:: SET PROBLEM ::
Emit the data below verbatim, stripping out any pictures.

:: AVAILABLE RECORDS ::
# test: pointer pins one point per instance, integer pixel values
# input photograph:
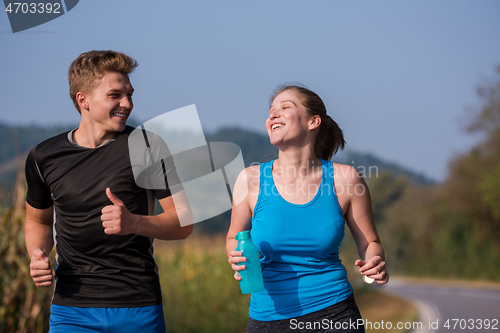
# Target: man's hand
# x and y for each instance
(116, 218)
(40, 269)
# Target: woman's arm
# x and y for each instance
(359, 218)
(240, 217)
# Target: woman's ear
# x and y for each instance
(314, 122)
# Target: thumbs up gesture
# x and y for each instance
(40, 269)
(116, 218)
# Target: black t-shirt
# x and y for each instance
(93, 269)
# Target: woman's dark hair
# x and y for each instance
(330, 137)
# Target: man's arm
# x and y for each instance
(39, 243)
(119, 221)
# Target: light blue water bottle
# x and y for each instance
(251, 277)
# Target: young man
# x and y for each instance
(82, 195)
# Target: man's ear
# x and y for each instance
(82, 101)
(314, 122)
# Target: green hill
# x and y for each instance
(255, 147)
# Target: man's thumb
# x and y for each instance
(113, 198)
(39, 254)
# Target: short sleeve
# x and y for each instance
(38, 195)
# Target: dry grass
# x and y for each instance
(200, 294)
(376, 307)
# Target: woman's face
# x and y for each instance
(288, 119)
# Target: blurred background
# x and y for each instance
(415, 86)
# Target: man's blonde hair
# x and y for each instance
(91, 66)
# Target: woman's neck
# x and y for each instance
(302, 161)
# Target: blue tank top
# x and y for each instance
(299, 243)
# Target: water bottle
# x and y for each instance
(251, 277)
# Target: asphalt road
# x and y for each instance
(449, 308)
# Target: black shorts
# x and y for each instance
(342, 317)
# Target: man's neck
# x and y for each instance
(90, 136)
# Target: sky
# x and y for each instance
(398, 76)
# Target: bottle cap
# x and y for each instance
(242, 235)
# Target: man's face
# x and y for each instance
(110, 104)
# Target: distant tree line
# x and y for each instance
(451, 229)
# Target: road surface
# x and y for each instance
(450, 308)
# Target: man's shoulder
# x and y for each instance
(53, 143)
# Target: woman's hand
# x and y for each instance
(374, 269)
(234, 258)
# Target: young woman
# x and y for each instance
(296, 207)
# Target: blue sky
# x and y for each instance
(396, 75)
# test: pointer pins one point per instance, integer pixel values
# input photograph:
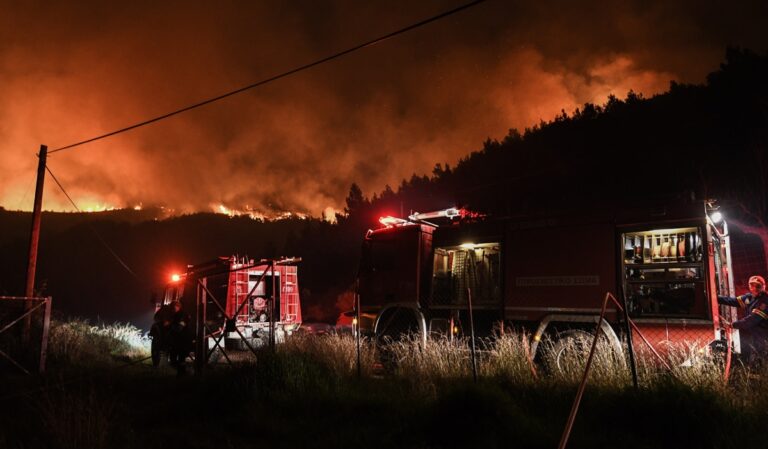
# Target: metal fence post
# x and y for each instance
(472, 334)
(46, 327)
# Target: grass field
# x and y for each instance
(308, 394)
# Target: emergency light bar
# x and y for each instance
(446, 213)
(390, 221)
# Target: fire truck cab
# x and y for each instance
(240, 297)
(550, 273)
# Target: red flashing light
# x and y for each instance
(389, 221)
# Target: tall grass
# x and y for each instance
(78, 343)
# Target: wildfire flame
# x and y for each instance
(256, 215)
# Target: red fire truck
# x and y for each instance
(245, 301)
(549, 273)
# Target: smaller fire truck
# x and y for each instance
(549, 273)
(242, 301)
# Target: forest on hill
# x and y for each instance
(707, 141)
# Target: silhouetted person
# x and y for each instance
(160, 333)
(180, 337)
(753, 328)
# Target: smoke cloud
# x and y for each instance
(73, 71)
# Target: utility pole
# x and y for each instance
(36, 212)
(34, 238)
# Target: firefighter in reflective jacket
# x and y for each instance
(180, 337)
(160, 333)
(753, 327)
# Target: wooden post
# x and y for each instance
(34, 238)
(36, 212)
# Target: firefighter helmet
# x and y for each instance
(757, 280)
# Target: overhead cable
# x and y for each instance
(101, 239)
(274, 78)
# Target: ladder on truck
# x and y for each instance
(290, 293)
(239, 287)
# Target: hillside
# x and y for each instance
(708, 141)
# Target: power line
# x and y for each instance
(276, 77)
(101, 239)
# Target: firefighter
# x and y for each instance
(753, 327)
(179, 337)
(160, 333)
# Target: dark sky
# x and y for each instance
(73, 70)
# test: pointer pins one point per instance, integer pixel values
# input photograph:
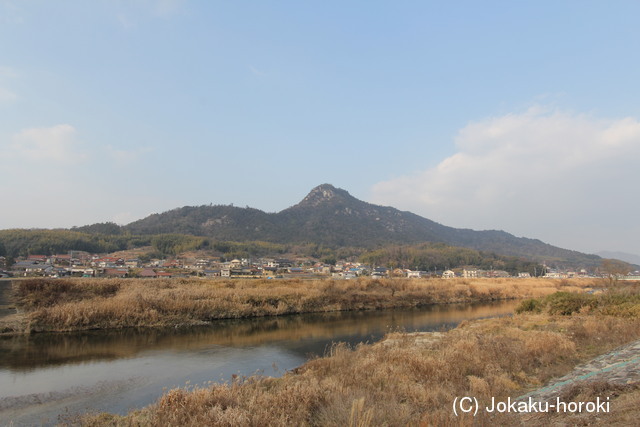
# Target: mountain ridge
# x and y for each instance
(331, 216)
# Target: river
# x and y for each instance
(45, 378)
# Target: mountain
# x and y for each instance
(330, 216)
(622, 256)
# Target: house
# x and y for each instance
(132, 263)
(417, 274)
(448, 274)
(469, 274)
(148, 272)
(115, 272)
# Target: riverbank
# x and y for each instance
(57, 305)
(412, 379)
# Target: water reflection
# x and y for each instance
(42, 350)
(44, 375)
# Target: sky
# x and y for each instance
(518, 116)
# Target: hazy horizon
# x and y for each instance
(521, 117)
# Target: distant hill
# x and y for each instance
(622, 256)
(332, 217)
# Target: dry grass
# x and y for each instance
(64, 305)
(409, 382)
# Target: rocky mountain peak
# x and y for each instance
(322, 194)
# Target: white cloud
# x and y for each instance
(126, 157)
(6, 96)
(57, 143)
(568, 179)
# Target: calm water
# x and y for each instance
(45, 376)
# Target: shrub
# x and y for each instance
(531, 305)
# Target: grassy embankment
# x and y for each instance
(412, 379)
(80, 304)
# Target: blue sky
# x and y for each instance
(520, 116)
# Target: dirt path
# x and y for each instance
(613, 378)
(619, 367)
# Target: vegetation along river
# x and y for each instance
(46, 377)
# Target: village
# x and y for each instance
(84, 264)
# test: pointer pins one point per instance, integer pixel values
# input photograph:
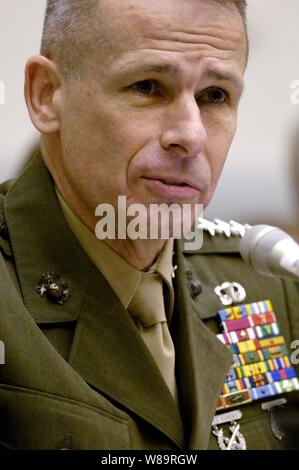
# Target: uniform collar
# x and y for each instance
(115, 268)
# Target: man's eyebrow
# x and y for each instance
(227, 76)
(150, 68)
(173, 69)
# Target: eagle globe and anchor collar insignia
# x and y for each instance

:: SOLUTION FOR THIS TASK ::
# test: pointer pins one point per instance, integer pixel values
# input photograph:
# Target: man's hand
# x and y for each instance
(116, 218)
(40, 269)
# Target: woman's arm
# x and y for each instance
(359, 218)
(240, 217)
# Target: woman's ear
# x and y for each instance
(314, 122)
# Target: thumbs up gesture
# x and y for each instance
(40, 269)
(116, 218)
# Target: black t-shirt
# x and y for each instance
(93, 269)
# Target: woman's dark hair
# x and y for each instance
(330, 137)
# Target: man's arm
# x and y for each instance
(39, 243)
(119, 221)
# Target: light blue water bottle
# x and y for each instance
(251, 277)
# Target: young man
# x and y for each instance
(82, 195)
# Target: man's ear
# x and y for each instance
(82, 101)
(314, 122)
# Target: green hill
# x and y for each instance
(255, 147)
# Target: man's thumb
# x and y for each instance
(113, 198)
(39, 254)
# Target: short sleeve
# x and y for each instance
(38, 195)
# Target: dry grass
# x and y for each instance
(200, 294)
(376, 307)
# Target: woman's face
# x and y for each instance
(288, 119)
# Target: blurred background
# x and y for each instance
(415, 86)
# Target: man's blonde hair
# x and y for each instance
(91, 66)
# Target: woman's neck
# x and y for each instance
(302, 161)
# Target: blue tank top
# x and y for each instance
(299, 243)
# Target: water bottle
# x and y for each instance
(251, 277)
# Target: asphalt road
# x and y for each instance
(449, 308)
# Target: black shorts
# x and y for each instance
(342, 317)
# Target: man's neck
# x and y for each instance
(90, 136)
# Target: sky
# x and y for each instance
(398, 76)
# Target: bottle cap
# x and y for each instance
(242, 235)
# Target: man's face
# x and y for each instance
(110, 104)
# Target: distant tree line
# x and y for each instance
(451, 229)
# Target: road surface
# x and y for each instance
(450, 308)
# Target: man's shoulder
# x and y for each instance
(53, 143)
# Target: woman's hand
# x and y for each instance
(374, 269)
(234, 258)
# Target: young woman
# x and y for each instance
(296, 207)
# Target: blue sky
# x and y for each instance
(396, 75)
# test: pointer pins one point per instance, integer pixel values
# input photograph:
# Target: metal fence post
# x and y for each instance
(472, 334)
(46, 327)
# Target: grass field
# x and y for each instance
(308, 394)
# Target: emergency light bar
# x and y for each instance
(446, 213)
(390, 221)
# Target: fire truck cab
# x and y for each instance
(240, 297)
(550, 273)
# Target: red flashing light
# x and y for each instance
(389, 221)
# Target: tall grass
# x and y for each instance
(78, 343)
# Target: wildfire flame
# x and y for each instance
(256, 215)
# Target: red fire truck
# x and y for each instance
(245, 301)
(549, 273)
# Target: smaller fire truck
# x and y for each instance
(549, 273)
(242, 301)
# Target: forest on hill
# x and y for each instance
(707, 141)
# Target: silhouetted person
# x and y for each instance
(160, 333)
(180, 337)
(753, 328)
# Target: smoke cloud
# x and y for each instance
(73, 71)
# Target: utility pole
# x and y for each instance
(36, 212)
(34, 238)
# Target: firefighter in reflective jacket
# x and y for each instance
(180, 337)
(160, 333)
(753, 327)
# Target: wooden post
# x and y for each instance
(34, 238)
(36, 212)
# Target: firefighter helmet
# x and y for each instance
(757, 280)
# Target: overhead cable
# x and y for each instance
(101, 239)
(274, 78)
# Target: ladder on truck
# x and y for each instance
(290, 293)
(239, 287)
# Target: hillside
# x and y for each instance
(708, 141)
# Target: power line
# x and y for each instance
(276, 77)
(101, 239)
# Target: firefighter
# x and y for each instance
(753, 327)
(179, 337)
(160, 333)
# Target: dark sky
# x and y for each instance
(73, 70)
# test: pointer pins one point per instance, integer pixel values
# input photograph:
# Target: mountain ridge
# x and y for each instance
(331, 216)
# Target: river
# x and y for each instance
(45, 378)
# Target: mountain
# x and y for each instance
(330, 216)
(622, 256)
# Target: house
# x and y for each instance
(132, 263)
(417, 274)
(448, 274)
(469, 274)
(148, 272)
(115, 272)
# Target: riverbank
# x and y for each instance
(57, 305)
(412, 379)
# Target: water reflection
# x and y for each instance
(42, 350)
(44, 375)
# Target: sky
# x and y for each instance
(518, 116)
# Target: hazy horizon
# x and y for each instance
(521, 117)
# Target: distant hill
# x and y for each instance
(622, 256)
(332, 217)
# Target: dry grass
# x and y for each instance
(64, 305)
(409, 382)
# Target: rocky mountain peak
# x and y for each instance
(322, 194)
# Target: white cloud
# x and y for each instance
(126, 157)
(6, 96)
(57, 143)
(568, 179)
# Target: calm water
# x and y for each instance
(45, 376)
# Target: shrub
# x and y for each instance
(531, 305)
# Target: grassy embankment
# x and y for each instance
(412, 379)
(80, 304)
# Target: blue sky
# x and y for each instance
(520, 116)
# Target: dirt path
# x and y for each instance
(613, 378)
(619, 367)
# Target: vegetation along river
# x and y for each instance
(46, 377)
# Target: village
# x and y for each instance
(84, 264)
# test: pointer pins one point per instance, integer pixel values
# input photograph:
# Target: uniform collar
# x and y for each instance
(115, 268)
# Target: man's eyebrow
# x and y for each instance
(227, 76)
(150, 68)
(173, 69)
# Target: eagle globe and anchor collar insignia
# x and y for each instance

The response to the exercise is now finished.